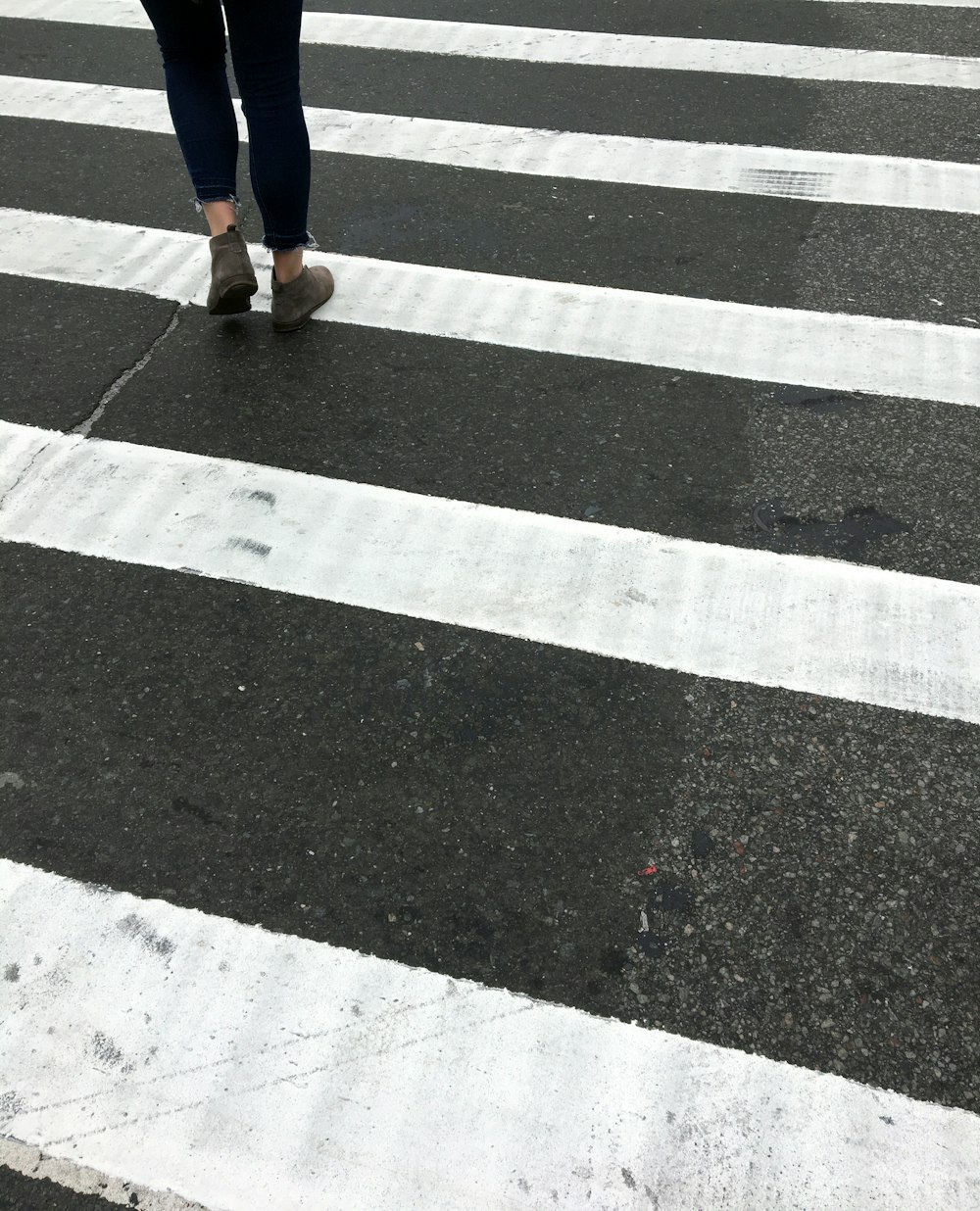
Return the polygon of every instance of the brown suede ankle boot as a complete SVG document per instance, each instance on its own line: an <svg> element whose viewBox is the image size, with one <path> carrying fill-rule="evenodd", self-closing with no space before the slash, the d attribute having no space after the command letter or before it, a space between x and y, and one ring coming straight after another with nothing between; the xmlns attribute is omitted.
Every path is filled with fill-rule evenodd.
<svg viewBox="0 0 980 1211"><path fill-rule="evenodd" d="M333 294L333 274L326 265L303 266L291 282L276 281L273 270L273 328L296 332Z"/></svg>
<svg viewBox="0 0 980 1211"><path fill-rule="evenodd" d="M251 311L251 297L258 289L256 271L245 239L233 223L224 235L211 237L211 289L207 310L211 315L237 315Z"/></svg>

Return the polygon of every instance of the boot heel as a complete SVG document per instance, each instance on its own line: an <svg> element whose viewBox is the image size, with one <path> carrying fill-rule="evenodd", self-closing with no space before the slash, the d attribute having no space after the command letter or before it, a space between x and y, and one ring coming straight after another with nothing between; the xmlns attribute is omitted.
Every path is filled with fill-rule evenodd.
<svg viewBox="0 0 980 1211"><path fill-rule="evenodd" d="M208 315L240 315L252 310L252 295L258 289L254 277L241 277L224 285L217 300L207 309Z"/></svg>

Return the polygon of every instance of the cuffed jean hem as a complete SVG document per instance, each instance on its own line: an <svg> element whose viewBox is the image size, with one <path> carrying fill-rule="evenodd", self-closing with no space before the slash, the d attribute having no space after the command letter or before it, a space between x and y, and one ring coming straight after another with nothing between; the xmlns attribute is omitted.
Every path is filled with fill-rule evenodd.
<svg viewBox="0 0 980 1211"><path fill-rule="evenodd" d="M241 200L236 194L229 194L227 189L201 189L196 197L191 197L191 201L194 202L194 210L199 214L204 211L205 202L233 202L235 213L241 213Z"/></svg>
<svg viewBox="0 0 980 1211"><path fill-rule="evenodd" d="M296 236L280 236L273 231L262 237L262 247L268 252L299 252L300 248L313 251L320 245L311 231L305 231L298 239Z"/></svg>

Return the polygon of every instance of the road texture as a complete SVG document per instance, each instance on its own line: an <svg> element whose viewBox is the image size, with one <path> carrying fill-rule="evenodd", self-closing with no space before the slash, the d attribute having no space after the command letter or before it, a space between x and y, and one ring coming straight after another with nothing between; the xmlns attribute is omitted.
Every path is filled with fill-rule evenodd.
<svg viewBox="0 0 980 1211"><path fill-rule="evenodd" d="M466 16L980 54L973 6ZM310 107L970 165L980 148L965 88L303 53ZM34 17L0 18L0 75L162 87L149 31ZM0 207L200 229L170 134L70 113L0 133ZM979 223L314 153L327 254L964 329ZM980 584L973 406L396 328L283 340L258 312L15 275L0 306L15 425L70 431L104 403L105 441ZM975 723L71 549L5 541L0 582L0 857L980 1109ZM0 1206L105 1203L0 1167Z"/></svg>

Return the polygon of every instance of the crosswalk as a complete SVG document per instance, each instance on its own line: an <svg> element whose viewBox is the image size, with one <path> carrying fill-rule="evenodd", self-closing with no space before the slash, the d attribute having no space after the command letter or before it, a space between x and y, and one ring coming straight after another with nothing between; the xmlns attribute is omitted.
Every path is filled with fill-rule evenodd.
<svg viewBox="0 0 980 1211"><path fill-rule="evenodd" d="M0 0L0 1207L980 1203L978 5L660 7L311 6L285 342Z"/></svg>

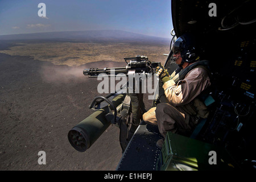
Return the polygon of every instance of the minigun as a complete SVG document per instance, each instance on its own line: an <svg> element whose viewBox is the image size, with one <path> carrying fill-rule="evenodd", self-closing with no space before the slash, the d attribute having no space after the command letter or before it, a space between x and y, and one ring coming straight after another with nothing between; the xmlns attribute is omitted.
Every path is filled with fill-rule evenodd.
<svg viewBox="0 0 256 182"><path fill-rule="evenodd" d="M118 73L125 74L126 76L135 73L147 76L155 73L157 67L162 67L160 63L151 62L145 56L138 55L135 57L124 58L124 60L127 63L125 67L86 68L83 71L83 73L89 75L89 77L117 76ZM114 72L114 75L113 72ZM128 82L125 86L126 88L129 87ZM94 98L89 108L96 110L96 111L69 131L68 140L76 150L80 152L86 150L110 124L114 124L120 129L119 142L122 151L124 151L132 137L131 133L133 135L142 119L143 113L146 111L143 102L143 93L127 91L127 94L120 94L119 91L116 90L106 97ZM105 103L104 105L104 101L106 104Z"/></svg>
<svg viewBox="0 0 256 182"><path fill-rule="evenodd" d="M126 57L123 59L127 64L125 67L118 68L85 68L84 69L84 75L89 75L89 77L97 77L100 74L105 73L108 76L113 75L112 73L114 71L113 76L116 76L118 73L124 73L127 75L130 72L134 73L154 74L155 71L154 68L157 67L162 67L160 62L151 62L148 60L147 56L137 55L135 57ZM130 60L130 63L127 61Z"/></svg>

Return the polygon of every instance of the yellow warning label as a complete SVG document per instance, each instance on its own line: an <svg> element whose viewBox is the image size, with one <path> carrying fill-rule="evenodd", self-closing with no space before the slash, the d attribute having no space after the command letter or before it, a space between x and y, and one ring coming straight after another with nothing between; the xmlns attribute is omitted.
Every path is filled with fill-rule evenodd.
<svg viewBox="0 0 256 182"><path fill-rule="evenodd" d="M251 64L250 64L250 67L252 68L256 67L256 61L251 61Z"/></svg>
<svg viewBox="0 0 256 182"><path fill-rule="evenodd" d="M241 43L240 47L247 47L247 46L248 46L249 42L250 42L250 41L242 42Z"/></svg>

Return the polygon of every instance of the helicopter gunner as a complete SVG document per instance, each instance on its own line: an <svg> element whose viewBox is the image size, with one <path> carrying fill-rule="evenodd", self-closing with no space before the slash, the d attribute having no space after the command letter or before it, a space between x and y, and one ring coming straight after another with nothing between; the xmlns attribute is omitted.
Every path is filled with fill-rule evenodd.
<svg viewBox="0 0 256 182"><path fill-rule="evenodd" d="M158 104L143 115L145 122L158 126L164 137L156 142L159 148L163 146L167 131L189 136L198 119L207 118L209 114L205 105L199 98L210 85L209 63L199 60L195 41L189 35L181 36L172 46L174 59L179 66L179 71L170 76L163 67L157 69L166 102Z"/></svg>

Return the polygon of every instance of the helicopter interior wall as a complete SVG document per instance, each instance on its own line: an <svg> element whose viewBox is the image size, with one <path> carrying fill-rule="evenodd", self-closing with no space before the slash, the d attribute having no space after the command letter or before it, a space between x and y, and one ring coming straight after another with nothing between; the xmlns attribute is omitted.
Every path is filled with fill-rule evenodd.
<svg viewBox="0 0 256 182"><path fill-rule="evenodd" d="M201 48L200 59L210 61L213 73L212 96L216 101L197 139L225 147L241 164L255 159L256 23L230 26L226 30L219 28L224 17L238 7L245 15L252 10L251 5L245 8L238 4L241 2L213 1L218 6L218 16L209 17L202 16L209 10L205 1L172 1L177 37L186 32L196 36ZM249 22L255 16L243 18ZM196 23L188 23L193 20ZM234 24L233 19L228 20L230 22L225 23Z"/></svg>

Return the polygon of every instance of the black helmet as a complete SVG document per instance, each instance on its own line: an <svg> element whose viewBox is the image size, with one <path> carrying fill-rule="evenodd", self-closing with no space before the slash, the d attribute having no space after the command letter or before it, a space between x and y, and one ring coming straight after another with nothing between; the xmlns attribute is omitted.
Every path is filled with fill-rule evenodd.
<svg viewBox="0 0 256 182"><path fill-rule="evenodd" d="M184 34L177 38L172 46L174 53L180 52L183 61L191 63L199 59L196 55L196 42L190 34Z"/></svg>

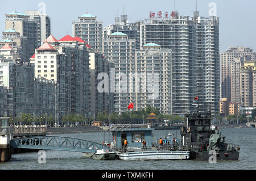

----

» STATED TASK:
Reproduce verbatim the rows above, beginning with the line containing "Return the polygon of every instance of the road" and continuing through the line containing "0L0 1207L980 1203L978", with both of those lines included.

» OUTPUT BELOW:
Return the polygon of every instance of the road texture as a complete SVG document per instance, each instance on its own line: an <svg> element whose viewBox is the image size, with one <path> carrying fill-rule="evenodd", self-closing with no space before the slash, the d attribute having no space after the command letter or before it, a space between x and y, and one ring coming straight after another with nothing between; the xmlns attribute is omitted.
Every path is filled with fill-rule evenodd.
<svg viewBox="0 0 980 1211"><path fill-rule="evenodd" d="M466 16L980 54L973 6ZM310 107L970 165L980 148L965 88L303 53ZM34 17L0 18L0 75L162 87L149 31ZM0 207L200 229L170 134L70 113L0 133ZM979 223L314 153L327 254L964 329ZM980 584L973 406L396 328L283 340L258 312L15 275L0 306L15 425L70 431L104 403L105 441ZM975 723L71 549L5 541L0 582L0 857L980 1109ZM0 1206L105 1203L0 1167Z"/></svg>

Return the polygon of every instance of the crosswalk as a complete SVG document per instance, each instance on its own line: an <svg> element whose viewBox is the image size, with one <path> carrying fill-rule="evenodd", self-closing with no space before the slash, the d attribute having no space after the command letter or before it, a space between x and y, and one ring coming straight after another with nothing between; the xmlns attribute is omitted.
Every path is filled with fill-rule evenodd.
<svg viewBox="0 0 980 1211"><path fill-rule="evenodd" d="M0 0L0 1207L980 1203L978 5L660 7L311 6L285 342Z"/></svg>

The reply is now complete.